- TASK TO CARRY OUT: Rewrite the records below with every "eyeglasses" swapped for "spectacles" and nothing else altered.

[Entries from a point annotation set]
*-*-*
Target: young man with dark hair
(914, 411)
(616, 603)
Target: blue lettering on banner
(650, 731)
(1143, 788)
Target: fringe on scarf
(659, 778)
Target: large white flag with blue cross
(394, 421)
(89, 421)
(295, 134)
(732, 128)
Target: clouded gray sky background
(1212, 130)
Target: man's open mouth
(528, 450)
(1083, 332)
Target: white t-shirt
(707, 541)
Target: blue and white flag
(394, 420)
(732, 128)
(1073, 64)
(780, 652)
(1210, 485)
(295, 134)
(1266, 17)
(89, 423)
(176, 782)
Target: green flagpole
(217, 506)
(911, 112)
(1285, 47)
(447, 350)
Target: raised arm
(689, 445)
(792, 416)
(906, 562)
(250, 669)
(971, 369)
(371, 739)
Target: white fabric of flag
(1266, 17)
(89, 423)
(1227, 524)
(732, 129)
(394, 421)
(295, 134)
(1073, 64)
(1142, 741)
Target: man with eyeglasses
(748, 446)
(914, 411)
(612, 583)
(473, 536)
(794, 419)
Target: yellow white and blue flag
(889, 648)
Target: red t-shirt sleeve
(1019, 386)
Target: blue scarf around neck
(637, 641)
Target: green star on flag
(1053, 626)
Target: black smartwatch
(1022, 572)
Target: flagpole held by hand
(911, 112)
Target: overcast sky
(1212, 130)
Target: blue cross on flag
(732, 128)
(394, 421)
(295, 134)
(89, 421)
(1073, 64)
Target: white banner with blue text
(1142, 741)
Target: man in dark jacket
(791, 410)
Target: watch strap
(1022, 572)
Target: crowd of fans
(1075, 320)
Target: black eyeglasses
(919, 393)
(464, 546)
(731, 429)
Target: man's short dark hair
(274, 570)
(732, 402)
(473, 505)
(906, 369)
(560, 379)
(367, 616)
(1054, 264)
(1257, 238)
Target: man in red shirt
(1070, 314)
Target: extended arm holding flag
*-*-*
- REPLY TO THE TASK:
Target: young man with dark hair
(914, 411)
(616, 603)
Target: blue lettering on banner
(650, 731)
(1143, 788)
Target: fringe on scarf
(659, 778)
Target: large white flag with blue cross
(394, 421)
(89, 421)
(295, 134)
(732, 128)
Target: clouded gray sky background
(1212, 130)
Target: man's open mouth
(528, 450)
(1083, 332)
Target: white t-shirt
(707, 541)
Target: blue and white flag
(394, 420)
(732, 128)
(1073, 64)
(780, 652)
(1210, 485)
(295, 134)
(1266, 17)
(89, 423)
(176, 782)
Target: green flagpole
(217, 506)
(911, 112)
(1285, 47)
(447, 350)
Target: raised arm
(689, 445)
(792, 416)
(906, 562)
(250, 669)
(971, 369)
(371, 739)
Target: white fabric of flag
(1266, 17)
(89, 423)
(1227, 524)
(732, 129)
(394, 421)
(295, 134)
(1073, 64)
(1142, 741)
Target: man with spectacles
(748, 446)
(914, 411)
(612, 583)
(473, 536)
(794, 419)
Target: yellow white and blue flag
(889, 648)
Target: red t-shirt sleeve
(1019, 386)
Target: blue scarf around neck
(637, 641)
Target: green star on flag
(1053, 626)
Target: black smartwatch
(1022, 572)
Target: flagpole held by hand
(911, 112)
Target: overcast sky
(1212, 130)
Target: blue cross on flag
(732, 128)
(394, 421)
(295, 134)
(89, 421)
(1073, 64)
Target: white banner with blue text
(1142, 741)
Target: man in dark jacket
(791, 410)
Target: watch strap
(1022, 572)
Target: crowd of fans
(1075, 320)
Target: black spectacles
(919, 393)
(464, 546)
(731, 429)
Target: man's short dark hair
(274, 570)
(732, 402)
(473, 505)
(906, 369)
(560, 379)
(367, 616)
(1054, 264)
(1257, 238)
Target: man in red shirt
(1070, 314)
Target: extended arm holding flag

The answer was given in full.